• **Excerpt**:
-- -- --
New discovery in power generation

New research in the United States has found that miniature tubes layered with a chemical fuel can generate 100 times more electrical power by weight than conventional batteries. When these nano-scale “fuses” combust, they push an electrical current along their length at staggering speeds. Unlike normal batteries, these nanotubes never lose their stored energy if they are left unused.

For the study, Dr. Michael Strano of the Massachusetts Institute of Technology (MIT) and his colleagues coated their nanotubes with cyclotrimethylene trinitramine. The scientists used a laser or an electric spark to set off the reaction in a bundle of coated carbon nanotubes, and captured the results using a high-speed camera.

They discovered that the process created a useful voltage – a phenomenon that they call “thermopower waves”. Their nanotube bundles carry, gram for gram, up to 100 times more energy than a standard lithium-ion battery. According to Dr. Strano, because a tiny amount of energy is required to trigger the reaction before it becomes self-sustaining, it could be initiated in a small device with the energy in the push of a finger. Another advantage is that unlike standard batteries, the stored energy would not dissipate over time, and the device needs no non-renewable, toxic metals used in many batteries.

“What we have discovered is more than just a replacement for batteries. To our knowledge, it is a new scientific area for research. There are many, many questions about these waves: what their limits are and what the applications might be,” Dr. Strano said.

Fuel cells powered by silicon-water reaction

A new method that combines silicon and water to produce hydrogen could serve as a source of emergency gas for fuel cell vehicles of the future. The method developed by researchers led by Mr. John Foord from Oxford University, the United Kingdom, produces hydrogen locally at low temperatures. The technology is now being commercialized.

Under normal conditions, silicon does not largely react with water. While it initially rapidly reacts, it stops abruptly as soon as an oxide layer is formed. Mr. Foord and his team were able to overcome this by developing a new method for grinding silica, otherwise known as sand, into silicon nanopowder. When in this nano-state, it is claimed silicon will readily generate hydrogen when contacted with water at temperatures between 70° and 90°C.
-- -- --
• **Record extracts**:
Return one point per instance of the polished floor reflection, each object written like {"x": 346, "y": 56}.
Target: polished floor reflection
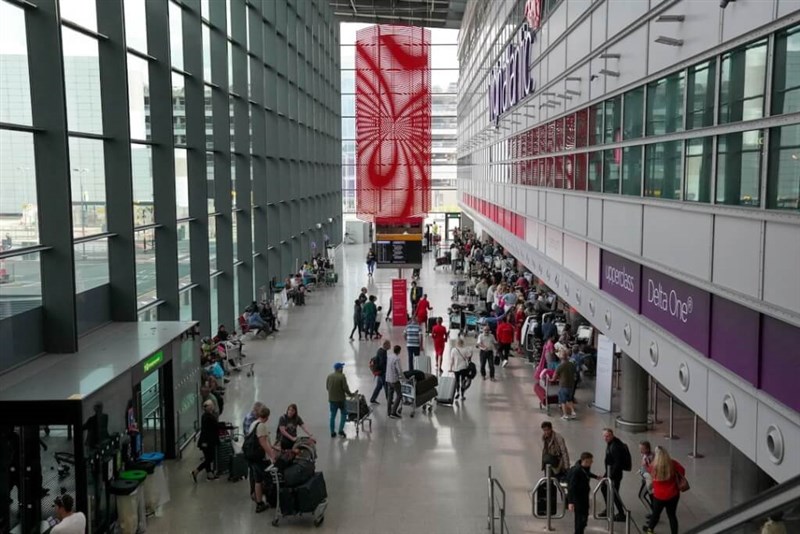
{"x": 426, "y": 474}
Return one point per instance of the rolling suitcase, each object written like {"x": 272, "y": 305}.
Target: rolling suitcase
{"x": 423, "y": 363}
{"x": 446, "y": 390}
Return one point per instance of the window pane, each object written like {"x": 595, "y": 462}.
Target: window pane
{"x": 212, "y": 243}
{"x": 18, "y": 185}
{"x": 184, "y": 255}
{"x": 142, "y": 166}
{"x": 135, "y": 25}
{"x": 611, "y": 163}
{"x": 742, "y": 83}
{"x": 786, "y": 94}
{"x": 176, "y": 35}
{"x": 15, "y": 98}
{"x": 634, "y": 114}
{"x": 700, "y": 97}
{"x": 178, "y": 109}
{"x": 87, "y": 175}
{"x": 82, "y": 82}
{"x": 91, "y": 265}
{"x": 632, "y": 171}
{"x": 186, "y": 305}
{"x": 181, "y": 184}
{"x": 80, "y": 12}
{"x": 662, "y": 171}
{"x": 665, "y": 105}
{"x": 139, "y": 97}
{"x": 783, "y": 187}
{"x": 145, "y": 266}
{"x": 739, "y": 168}
{"x": 698, "y": 169}
{"x": 22, "y": 287}
{"x": 595, "y": 170}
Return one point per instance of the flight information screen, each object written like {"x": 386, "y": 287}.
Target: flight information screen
{"x": 398, "y": 253}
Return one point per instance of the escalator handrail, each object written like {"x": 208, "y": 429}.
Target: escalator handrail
{"x": 759, "y": 506}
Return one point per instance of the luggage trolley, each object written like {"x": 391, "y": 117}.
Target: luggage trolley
{"x": 358, "y": 412}
{"x": 424, "y": 400}
{"x": 319, "y": 507}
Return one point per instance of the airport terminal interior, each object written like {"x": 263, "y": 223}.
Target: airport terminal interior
{"x": 229, "y": 229}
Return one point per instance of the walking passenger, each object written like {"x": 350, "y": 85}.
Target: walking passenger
-- -- --
• **What needs to be done**: Rewrite the power generation article starting at "They discovered that" and ending at "in many batteries.", with "lead-acid battery" in place of "lithium-ion battery".

• **Reply to the exercise**:
They discovered that the process created a useful voltage – a phenomenon that they call “thermopower waves”. Their nanotube bundles carry, gram for gram, up to 100 times more energy than a standard lead-acid battery. According to Dr. Strano, because a tiny amount of energy is required to trigger the reaction before it becomes self-sustaining, it could be initiated in a small device with the energy in the push of a finger. Another advantage is that unlike standard batteries, the stored energy would not dissipate over time, and the device needs no non-renewable, toxic metals used in many batteries.